--- Start Stored records ---

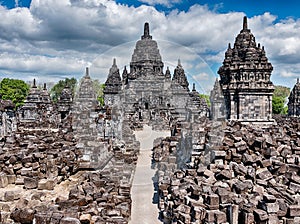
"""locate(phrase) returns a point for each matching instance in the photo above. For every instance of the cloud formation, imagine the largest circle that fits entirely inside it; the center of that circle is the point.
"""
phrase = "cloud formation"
(61, 37)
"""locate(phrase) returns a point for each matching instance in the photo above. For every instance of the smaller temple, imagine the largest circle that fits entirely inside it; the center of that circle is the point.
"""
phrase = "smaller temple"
(294, 100)
(38, 110)
(179, 76)
(217, 107)
(113, 84)
(65, 101)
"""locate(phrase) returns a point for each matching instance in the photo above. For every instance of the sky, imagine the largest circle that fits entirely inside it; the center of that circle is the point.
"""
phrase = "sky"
(53, 39)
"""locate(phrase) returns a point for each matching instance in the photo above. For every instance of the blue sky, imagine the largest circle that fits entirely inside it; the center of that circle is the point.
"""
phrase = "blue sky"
(282, 9)
(53, 39)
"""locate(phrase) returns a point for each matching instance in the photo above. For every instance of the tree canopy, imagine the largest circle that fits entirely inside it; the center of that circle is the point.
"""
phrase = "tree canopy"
(58, 87)
(15, 90)
(280, 96)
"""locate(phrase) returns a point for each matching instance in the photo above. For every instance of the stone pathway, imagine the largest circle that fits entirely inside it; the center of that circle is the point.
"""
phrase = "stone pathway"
(142, 192)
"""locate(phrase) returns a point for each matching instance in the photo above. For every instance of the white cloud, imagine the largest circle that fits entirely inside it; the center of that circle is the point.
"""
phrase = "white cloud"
(61, 37)
(167, 3)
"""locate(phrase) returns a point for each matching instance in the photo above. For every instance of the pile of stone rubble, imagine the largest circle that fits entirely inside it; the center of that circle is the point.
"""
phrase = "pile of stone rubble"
(41, 180)
(253, 177)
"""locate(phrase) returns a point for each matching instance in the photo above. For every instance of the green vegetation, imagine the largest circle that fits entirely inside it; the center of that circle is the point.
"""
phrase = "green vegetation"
(280, 96)
(99, 91)
(57, 88)
(206, 97)
(14, 90)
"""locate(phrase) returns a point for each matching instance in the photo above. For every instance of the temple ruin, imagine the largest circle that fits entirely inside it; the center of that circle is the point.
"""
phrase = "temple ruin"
(74, 161)
(294, 100)
(245, 80)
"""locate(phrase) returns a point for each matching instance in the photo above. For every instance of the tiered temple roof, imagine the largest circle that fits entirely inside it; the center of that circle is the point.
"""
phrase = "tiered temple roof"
(245, 79)
(294, 100)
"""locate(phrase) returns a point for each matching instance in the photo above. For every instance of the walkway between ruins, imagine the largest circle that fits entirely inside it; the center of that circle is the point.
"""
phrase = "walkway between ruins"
(143, 208)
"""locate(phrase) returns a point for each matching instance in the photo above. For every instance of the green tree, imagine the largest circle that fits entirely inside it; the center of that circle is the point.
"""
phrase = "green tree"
(280, 96)
(99, 87)
(206, 97)
(15, 90)
(58, 87)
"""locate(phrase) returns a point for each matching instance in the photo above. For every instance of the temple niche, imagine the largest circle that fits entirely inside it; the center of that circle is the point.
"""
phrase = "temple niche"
(245, 80)
(294, 100)
(149, 95)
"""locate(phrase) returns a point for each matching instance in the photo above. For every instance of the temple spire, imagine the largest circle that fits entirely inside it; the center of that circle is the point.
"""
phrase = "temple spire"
(179, 62)
(34, 84)
(146, 32)
(87, 75)
(245, 24)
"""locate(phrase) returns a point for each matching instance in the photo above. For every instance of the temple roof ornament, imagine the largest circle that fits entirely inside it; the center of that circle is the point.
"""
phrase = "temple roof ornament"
(113, 83)
(180, 77)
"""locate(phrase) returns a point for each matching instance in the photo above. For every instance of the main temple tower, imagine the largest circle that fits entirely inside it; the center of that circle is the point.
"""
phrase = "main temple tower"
(245, 80)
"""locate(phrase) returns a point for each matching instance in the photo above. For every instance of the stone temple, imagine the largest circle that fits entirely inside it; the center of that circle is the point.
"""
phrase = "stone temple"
(147, 94)
(245, 80)
(75, 161)
(294, 100)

--- End Stored records ---

Given task
Format the lines from the one containing "the temple roof" up to and including the last line as a JSON list of strings, with one string per line and blank lines left out.

Reply to the task
[
  "\"\"\"locate(phrase) returns a point for each matching instance in the photo above. For every instance of the temple roof ornament, imagine the largest circle that fits entirely inside it; the center of that circle is the point.",
  "\"\"\"",
  "phrase = \"temple roof ornament\"",
  "(113, 83)",
  "(180, 77)",
  "\"\"\"locate(phrase) returns a point for each matching instance in the photo above. For every instance of the main temple tower, imagine the largest circle that fits entirely inside it; the center of that circle is the point.",
  "\"\"\"",
  "phrase = \"main temple tower\"",
  "(245, 80)",
  "\"\"\"locate(phrase) returns a point for each matching instance in the photo above. For every instance of the stone temple, imagine the largest circle that fits entirely inside it; the center of that circle is the point.",
  "\"\"\"",
  "phrase = \"stone temple\"",
  "(147, 94)",
  "(245, 80)",
  "(75, 161)",
  "(294, 100)"
]